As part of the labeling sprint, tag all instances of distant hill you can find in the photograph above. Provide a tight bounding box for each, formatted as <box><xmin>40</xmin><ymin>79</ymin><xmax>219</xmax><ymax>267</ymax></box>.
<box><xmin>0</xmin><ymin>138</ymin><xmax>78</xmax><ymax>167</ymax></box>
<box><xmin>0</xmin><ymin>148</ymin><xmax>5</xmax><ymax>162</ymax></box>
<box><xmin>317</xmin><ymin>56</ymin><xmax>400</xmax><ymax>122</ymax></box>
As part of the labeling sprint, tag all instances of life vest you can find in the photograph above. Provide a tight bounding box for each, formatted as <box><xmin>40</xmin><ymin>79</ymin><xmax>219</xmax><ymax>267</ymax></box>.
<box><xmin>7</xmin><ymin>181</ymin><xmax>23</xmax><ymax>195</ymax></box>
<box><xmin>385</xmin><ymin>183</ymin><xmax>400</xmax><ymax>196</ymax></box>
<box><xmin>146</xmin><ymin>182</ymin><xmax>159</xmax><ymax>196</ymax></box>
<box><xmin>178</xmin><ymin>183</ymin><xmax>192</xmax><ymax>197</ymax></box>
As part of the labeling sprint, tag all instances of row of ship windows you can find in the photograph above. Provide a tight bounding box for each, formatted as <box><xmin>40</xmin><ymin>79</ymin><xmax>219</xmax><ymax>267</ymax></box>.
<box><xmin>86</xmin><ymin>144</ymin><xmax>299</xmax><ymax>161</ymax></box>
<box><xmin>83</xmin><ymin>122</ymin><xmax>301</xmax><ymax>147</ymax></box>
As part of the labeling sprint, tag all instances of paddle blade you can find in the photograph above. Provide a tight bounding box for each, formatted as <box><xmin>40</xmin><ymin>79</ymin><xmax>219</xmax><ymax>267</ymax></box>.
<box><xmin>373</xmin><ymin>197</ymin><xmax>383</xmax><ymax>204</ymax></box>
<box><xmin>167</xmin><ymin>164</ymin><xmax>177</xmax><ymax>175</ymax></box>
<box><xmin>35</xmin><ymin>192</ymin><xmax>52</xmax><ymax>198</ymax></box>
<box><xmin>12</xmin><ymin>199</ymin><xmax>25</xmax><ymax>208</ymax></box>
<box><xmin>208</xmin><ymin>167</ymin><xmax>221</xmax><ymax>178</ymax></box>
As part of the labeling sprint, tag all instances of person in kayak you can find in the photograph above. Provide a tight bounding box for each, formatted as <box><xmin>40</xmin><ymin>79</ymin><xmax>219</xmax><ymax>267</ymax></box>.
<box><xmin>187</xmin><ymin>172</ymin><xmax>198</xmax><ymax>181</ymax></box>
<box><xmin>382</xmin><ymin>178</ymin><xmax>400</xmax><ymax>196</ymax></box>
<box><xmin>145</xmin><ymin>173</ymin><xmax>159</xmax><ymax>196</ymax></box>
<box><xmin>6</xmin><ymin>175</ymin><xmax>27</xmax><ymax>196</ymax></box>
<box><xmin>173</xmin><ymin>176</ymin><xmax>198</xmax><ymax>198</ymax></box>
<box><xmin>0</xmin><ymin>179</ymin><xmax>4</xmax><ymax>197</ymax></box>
::::::::::
• Assigned task: Start at the line containing "As part of the labeling sprint, tag all instances of person" and transcribe through the end of the entries. Please keep both ends and add nothing.

• Solution to the problem:
As part of the labeling sprint, tag all instances of person in kayak you can find in the photograph above. Provide a tight bounding box for each, formatted as <box><xmin>40</xmin><ymin>79</ymin><xmax>219</xmax><ymax>267</ymax></box>.
<box><xmin>187</xmin><ymin>172</ymin><xmax>198</xmax><ymax>181</ymax></box>
<box><xmin>382</xmin><ymin>178</ymin><xmax>400</xmax><ymax>196</ymax></box>
<box><xmin>145</xmin><ymin>173</ymin><xmax>159</xmax><ymax>196</ymax></box>
<box><xmin>6</xmin><ymin>175</ymin><xmax>27</xmax><ymax>196</ymax></box>
<box><xmin>173</xmin><ymin>176</ymin><xmax>198</xmax><ymax>198</ymax></box>
<box><xmin>0</xmin><ymin>179</ymin><xmax>4</xmax><ymax>197</ymax></box>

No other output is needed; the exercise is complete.